Source records
***
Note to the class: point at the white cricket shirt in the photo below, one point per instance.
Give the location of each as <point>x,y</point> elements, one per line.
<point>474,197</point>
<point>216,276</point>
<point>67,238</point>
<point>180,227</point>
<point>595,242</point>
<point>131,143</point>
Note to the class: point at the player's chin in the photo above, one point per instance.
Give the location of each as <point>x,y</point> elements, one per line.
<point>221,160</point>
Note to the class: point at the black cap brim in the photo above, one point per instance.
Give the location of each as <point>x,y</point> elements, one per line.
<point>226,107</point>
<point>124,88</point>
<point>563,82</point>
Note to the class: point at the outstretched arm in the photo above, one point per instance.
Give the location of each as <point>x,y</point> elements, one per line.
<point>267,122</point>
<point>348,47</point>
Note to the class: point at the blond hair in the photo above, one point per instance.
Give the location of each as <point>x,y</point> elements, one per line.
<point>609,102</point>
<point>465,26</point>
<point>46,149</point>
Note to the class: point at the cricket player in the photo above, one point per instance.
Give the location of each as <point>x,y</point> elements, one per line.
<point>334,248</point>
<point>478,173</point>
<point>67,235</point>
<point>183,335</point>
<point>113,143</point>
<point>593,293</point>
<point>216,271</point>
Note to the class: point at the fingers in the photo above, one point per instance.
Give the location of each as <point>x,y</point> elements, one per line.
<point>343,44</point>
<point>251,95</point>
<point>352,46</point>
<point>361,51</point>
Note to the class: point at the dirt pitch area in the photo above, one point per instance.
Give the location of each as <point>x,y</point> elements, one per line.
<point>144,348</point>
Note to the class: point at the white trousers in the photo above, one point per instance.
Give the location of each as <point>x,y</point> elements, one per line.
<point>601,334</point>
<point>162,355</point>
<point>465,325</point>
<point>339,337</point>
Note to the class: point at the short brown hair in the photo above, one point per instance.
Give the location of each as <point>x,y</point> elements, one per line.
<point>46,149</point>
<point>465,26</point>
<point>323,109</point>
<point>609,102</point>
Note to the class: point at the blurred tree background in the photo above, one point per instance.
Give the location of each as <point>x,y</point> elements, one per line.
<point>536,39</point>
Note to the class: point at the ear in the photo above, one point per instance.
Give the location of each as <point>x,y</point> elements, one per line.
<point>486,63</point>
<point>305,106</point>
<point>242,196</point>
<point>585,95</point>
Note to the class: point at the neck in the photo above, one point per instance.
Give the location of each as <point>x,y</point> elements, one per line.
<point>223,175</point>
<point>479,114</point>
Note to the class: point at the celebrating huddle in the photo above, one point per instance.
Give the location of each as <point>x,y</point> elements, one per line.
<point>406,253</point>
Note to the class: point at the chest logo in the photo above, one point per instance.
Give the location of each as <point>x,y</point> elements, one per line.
***
**TO BE DONE**
Rewrite all of the items above as a numbered list, dropping any blank lines.

**ANSWER**
1. Note to the class: point at the white cricket shirt in the photo below, one point per instance.
2. Give the location of each as <point>x,y</point> elements, one per line.
3. <point>474,197</point>
4. <point>216,276</point>
5. <point>67,238</point>
6. <point>180,227</point>
7. <point>595,242</point>
8. <point>131,143</point>
9. Note to the class: point at the player's chin in the photo above, one point per instance.
10. Give the location of each as <point>x,y</point> elements, one per line.
11. <point>221,160</point>
12. Note to the class: point at the black cap brim in the photo above, one point per instance.
13. Give the location of each as <point>x,y</point> elements, one per line.
14. <point>226,107</point>
15. <point>124,88</point>
16. <point>563,82</point>
17. Note to the class: point at the outstretched arm in the photo above, one point per instance.
18. Give the location of each as <point>x,y</point> elements, one per line.
19. <point>267,122</point>
20. <point>348,47</point>
21. Note to the class: point at the blond hair in the photo above, one point per instance.
22. Give the location of each as <point>x,y</point> elements, one per line.
23. <point>609,102</point>
24. <point>465,26</point>
25. <point>46,149</point>
26. Note to the class: point at the cricket player in the photo above, one point per instance.
27. Give the location of each as <point>x,y</point> elements, one per line.
28. <point>334,248</point>
29. <point>478,173</point>
30. <point>67,235</point>
31. <point>183,335</point>
32. <point>113,143</point>
33. <point>593,293</point>
34. <point>216,271</point>
35. Note to the class: point at the fingers in the photo above, one point per instance.
36. Give the location of each as <point>x,y</point> elements, one per line.
37. <point>343,44</point>
38. <point>251,95</point>
39. <point>352,46</point>
40. <point>361,51</point>
41. Note to the class: point at the dirt pitch area in the photo above, one point per instance.
42. Give the location of each as <point>x,y</point> elements, one per line.
43. <point>144,348</point>
44. Note to the class: point at the white trousers in the photo above, one point per instance.
45. Give the location of each as <point>x,y</point> elements, one per line.
46. <point>601,334</point>
47. <point>162,355</point>
48. <point>465,325</point>
49. <point>339,337</point>
50. Note to the class: point at the short brown hair in the photo above, one point per instance.
51. Give the location of each as <point>x,y</point> elements, one per line.
52. <point>46,149</point>
53. <point>465,26</point>
54. <point>323,109</point>
55. <point>609,102</point>
56. Note to the class: point at the blurred tree background in the photo above, one point per instance.
57. Give the location of each as <point>x,y</point> elements, one per line.
58. <point>536,39</point>
59. Note to the class: point at the ear in the photo above, one point per instance.
60. Give the location of each as <point>x,y</point> elements, one per line.
61. <point>486,63</point>
62. <point>305,106</point>
63. <point>242,196</point>
64. <point>585,95</point>
65. Note to the class: point at the neck in the photo above, one point per instance.
66. Give the location of each as <point>x,y</point> elements, one per line.
67. <point>223,175</point>
68. <point>479,114</point>
69. Note to the class: point at the celebrating huddle in the photo above, one point per instance.
70. Give the location of each as <point>x,y</point> elements, one per line.
71. <point>406,253</point>
72. Note to the class: point at the chest logo in the photo above, one point per instance.
73. Give the location of each as <point>x,y</point> elements, one per line.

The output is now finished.